REQUIRED ACTION
An exact copy of every entry below is required, and no picture may appear in it.
START INFORMATION SUPPLIED
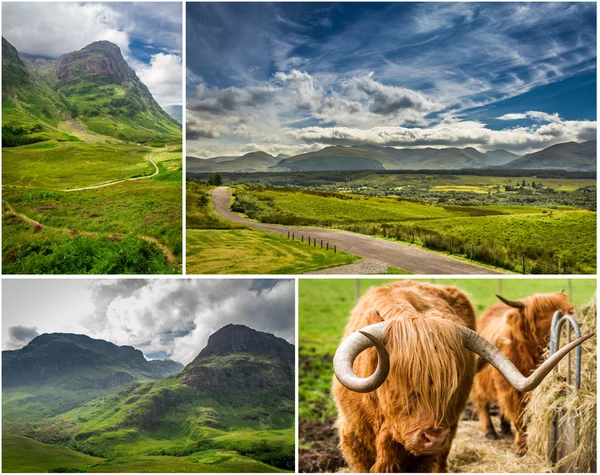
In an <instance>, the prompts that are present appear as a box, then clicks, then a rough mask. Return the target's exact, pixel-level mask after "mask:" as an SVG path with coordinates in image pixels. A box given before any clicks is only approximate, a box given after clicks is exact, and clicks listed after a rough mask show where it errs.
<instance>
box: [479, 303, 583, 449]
mask: <svg viewBox="0 0 600 475" xmlns="http://www.w3.org/2000/svg"><path fill="white" fill-rule="evenodd" d="M520 302H521V303H522V304H524V306H525V307H524V308H523V309H517V308H513V307H510V306H508V305H506V304H505V303H502V302H499V303H496V304H494V305H492V306H491V307H490V308H488V309H487V310H486V311H485V312H484V313H483V315H482V316H481V317H480V318H479V320H478V321H477V331H478V332H479V334H481V335H482V336H483V337H485V338H487V339H488V340H489V341H491V342H492V343H494V344H495V345H496V346H497V347H498V348H500V350H501V351H502V353H504V354H505V355H506V357H507V358H508V359H509V360H510V361H512V363H513V364H514V365H515V366H516V367H517V368H518V369H519V371H521V373H523V375H524V376H528V375H530V374H531V373H532V372H533V371H534V370H535V368H536V367H537V366H538V365H539V364H540V363H541V357H542V353H543V351H544V349H545V348H546V347H547V346H548V342H549V339H550V325H551V323H552V315H553V314H554V312H555V311H556V310H560V311H561V312H562V313H563V314H572V313H573V312H574V307H573V304H571V302H569V298H568V297H567V295H566V294H564V293H562V292H557V293H554V294H534V295H530V296H529V297H526V298H524V299H522V300H520ZM479 366H480V367H481V370H480V371H479V372H478V373H477V375H476V376H475V384H474V385H473V391H472V393H471V398H472V400H473V402H474V403H475V405H476V406H477V409H478V411H479V421H480V423H481V428H482V429H483V431H484V432H485V434H486V437H487V438H489V439H497V438H498V434H497V433H496V431H495V430H494V426H493V424H492V421H491V419H490V414H489V406H490V404H491V403H497V404H498V405H499V406H500V411H501V415H502V424H501V431H502V433H504V434H510V432H511V425H510V423H511V422H512V423H513V424H514V425H515V430H516V436H515V450H516V453H517V455H523V454H524V453H525V452H526V450H527V442H526V438H525V427H523V425H522V423H521V420H520V419H521V414H522V412H523V409H524V407H525V404H526V395H525V394H524V393H521V392H519V391H517V390H516V389H515V388H513V387H512V386H511V385H510V383H508V381H506V379H504V377H503V376H502V375H501V374H500V373H499V372H498V371H496V370H495V369H494V368H492V367H491V366H490V365H486V364H485V363H484V362H482V364H480V365H479Z"/></svg>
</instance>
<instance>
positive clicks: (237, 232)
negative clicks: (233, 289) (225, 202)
END INFORMATION SUPPLIED
SOLUTION TO THIS TASK
In an <instance>, the prompts that are present appear as a box, then clicks, then a rough mask. Return the target's exact, pixel-level mask after "mask:" as an SVG path with coordinates in image pixels. A box given before any clicks is only approximate, a box given after clicks is exact, and clicks listed after a rough mask show where it errs.
<instance>
box: [479, 303, 583, 449]
mask: <svg viewBox="0 0 600 475" xmlns="http://www.w3.org/2000/svg"><path fill="white" fill-rule="evenodd" d="M520 302H521V303H522V304H524V306H525V307H524V308H523V309H517V308H513V307H510V306H508V305H506V304H505V303H502V302H499V303H496V304H494V305H492V306H491V307H490V308H488V309H487V310H486V311H485V312H484V313H483V315H482V316H481V317H480V318H479V320H478V321H477V331H478V332H479V334H481V335H482V336H483V337H485V338H487V339H488V340H489V341H491V342H492V343H494V344H495V345H496V346H497V347H498V348H500V350H501V351H502V353H504V354H505V355H506V357H507V358H508V359H509V360H510V361H512V363H513V364H514V365H515V366H516V367H517V368H518V369H519V371H521V373H523V375H524V376H528V375H530V374H531V373H532V372H533V371H534V370H535V368H536V367H537V366H538V365H539V364H540V363H541V357H542V353H543V351H544V349H545V348H546V347H547V346H548V342H549V339H550V325H551V323H552V315H553V314H554V312H555V311H556V310H560V311H561V312H562V313H563V314H572V313H573V312H574V307H573V304H571V302H569V298H568V297H567V295H566V294H564V293H562V292H557V293H554V294H534V295H530V296H529V297H526V298H524V299H522V300H520ZM479 366H480V367H481V370H480V371H479V372H478V373H477V375H476V376H475V384H474V385H473V391H472V393H471V398H472V400H473V402H474V403H475V405H476V406H477V409H478V411H479V421H480V423H481V428H482V429H483V431H484V432H485V434H486V437H487V438H489V439H497V438H498V434H497V433H496V431H495V430H494V426H493V424H492V421H491V419H490V414H489V406H490V404H491V403H497V404H498V405H499V406H500V411H501V415H502V424H501V431H502V433H504V434H510V432H511V425H510V423H511V422H512V423H513V424H514V425H515V430H516V436H515V450H516V453H517V455H523V454H524V453H525V452H526V450H527V442H526V438H525V427H523V425H522V423H521V420H520V419H521V414H522V412H523V409H524V407H525V404H526V395H525V394H524V393H521V392H519V391H517V390H516V389H515V388H513V387H512V386H511V385H510V383H508V381H506V379H504V377H503V376H502V375H501V374H500V373H499V372H498V371H496V370H495V369H494V368H492V367H491V366H490V365H486V364H485V363H484V362H482V364H480V365H479Z"/></svg>
</instance>
<instance>
positive clicks: (237, 232)
negative clicks: (233, 289) (225, 202)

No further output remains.